**Text to read**
# Camille



## KenOC (Mar 7, 2011)

Still an hour (on the Left Coast anyway) to remember that Saint-Saens passed away today, on Beethoven's birthday in 1921. Play something by him and remember!


----------



## ComposerOfAvantGarde (Dec 2, 2011)

No,










No. I don't think I wish remember him this year.


----------



## KenOC (Mar 7, 2011)

My thoughts.

http://www.talkclassical.com/27991-ode-camille.html


----------



## clavichorder (May 2, 2011)

Do you mean that seriously COAG? Do you really dislike Saint Saens that much? I think he was a great composer, especially in Piano Concerto's 2 and 4, and Violin Concerto 3.


----------



## ComposerOfAvantGarde (Dec 2, 2011)

clavichorder said:


> Do you mean that seriously COAG? Do you really dislike Saint Saens that much? I think he was a great composer, especially in Piano Concerto's 2 and 4, and Violin Concerto 3.


Not _entirely_ serious over here, but I am not a big fan of his music either apart from maybe the 3rd symphony.


----------



## Woodduck (Mar 17, 2014)

I thought this thread was going to be about Garbo.


----------



## GioCar (Oct 30, 2013)

A great film, a great Greta, a great Cukor


----------



## Woodduck (Mar 17, 2014)

GioCar said:


> A great film, a great Greta, a great Cukor


Thanks,GioCar! I needed that!


----------



## Richannes Wrahms (Jan 6, 2014)

Camille, your writing and orchestration is very clean and even superb at (counted) times but I often find your sequences and repetitions to be as disappointingly boring as I know some find Tchakovsky's and Bruckner's intolerable. A lot of your considerable oeuvre sounds worn-out. However, you are still better than Frank.

I'll give him the advantage of this time of the year.

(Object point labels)
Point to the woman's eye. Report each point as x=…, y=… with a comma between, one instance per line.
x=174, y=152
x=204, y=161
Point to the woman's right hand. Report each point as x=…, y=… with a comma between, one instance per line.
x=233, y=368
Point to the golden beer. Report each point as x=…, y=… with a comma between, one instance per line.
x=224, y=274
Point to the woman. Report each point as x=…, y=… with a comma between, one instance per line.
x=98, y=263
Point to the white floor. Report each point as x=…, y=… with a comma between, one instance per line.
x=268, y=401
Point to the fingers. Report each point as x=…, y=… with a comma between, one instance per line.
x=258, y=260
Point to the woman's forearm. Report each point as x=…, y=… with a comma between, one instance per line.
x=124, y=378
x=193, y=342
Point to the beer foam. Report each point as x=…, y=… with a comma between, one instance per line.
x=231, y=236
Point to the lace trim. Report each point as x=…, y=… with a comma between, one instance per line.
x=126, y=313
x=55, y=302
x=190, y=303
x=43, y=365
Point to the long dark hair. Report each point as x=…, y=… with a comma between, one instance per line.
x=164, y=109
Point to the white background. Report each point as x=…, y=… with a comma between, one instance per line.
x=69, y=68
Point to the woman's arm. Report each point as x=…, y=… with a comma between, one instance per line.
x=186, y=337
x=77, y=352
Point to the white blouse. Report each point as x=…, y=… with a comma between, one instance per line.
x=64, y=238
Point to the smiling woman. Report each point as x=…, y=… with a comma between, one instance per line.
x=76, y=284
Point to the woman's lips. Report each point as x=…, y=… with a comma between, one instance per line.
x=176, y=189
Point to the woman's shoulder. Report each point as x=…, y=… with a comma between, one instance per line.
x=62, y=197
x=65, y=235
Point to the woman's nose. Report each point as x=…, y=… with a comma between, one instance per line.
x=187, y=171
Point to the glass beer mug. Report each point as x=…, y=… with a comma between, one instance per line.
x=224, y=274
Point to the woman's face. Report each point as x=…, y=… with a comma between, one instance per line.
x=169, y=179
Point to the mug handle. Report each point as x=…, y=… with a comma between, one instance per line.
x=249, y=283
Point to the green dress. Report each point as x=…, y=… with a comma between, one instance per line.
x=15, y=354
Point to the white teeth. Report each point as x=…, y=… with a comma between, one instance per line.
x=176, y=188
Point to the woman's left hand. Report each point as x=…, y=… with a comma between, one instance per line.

**Exercises**
• 1. Answer these from the Saint-Saens thread:
(a) In what year, according to KenOC's first post, did Saint-Saens die?
(b) Which work does ComposerOfAvantGarde name as a possible exception to not being a big fan of his music?
(c) Which violin concerto does clavichorder single out?
• 2. How would you put this sentence from the Saint-Saens thread into Spanish: "A lot of your considerable oeuvre sounds worn-out."
• 3. Output everything in the Saint-Saens thread from "Not _entirely_ serious" down to "be about Garbo.".
These records have no connection to the Saint-Saens thread.

**In response**
• 1.
(a) 1921
(b) The 3rd symphony
(c) Violin Concerto 3

• 2. Gran parte de tu considerable obra suena desgastada.

• 3.
Not _entirely_ serious over here, but I am not a big fan of his music either apart from maybe the 3rd symphony.


----------



## Woodduck (Mar 17, 2014)

I thought this thread was going to be about Garbo.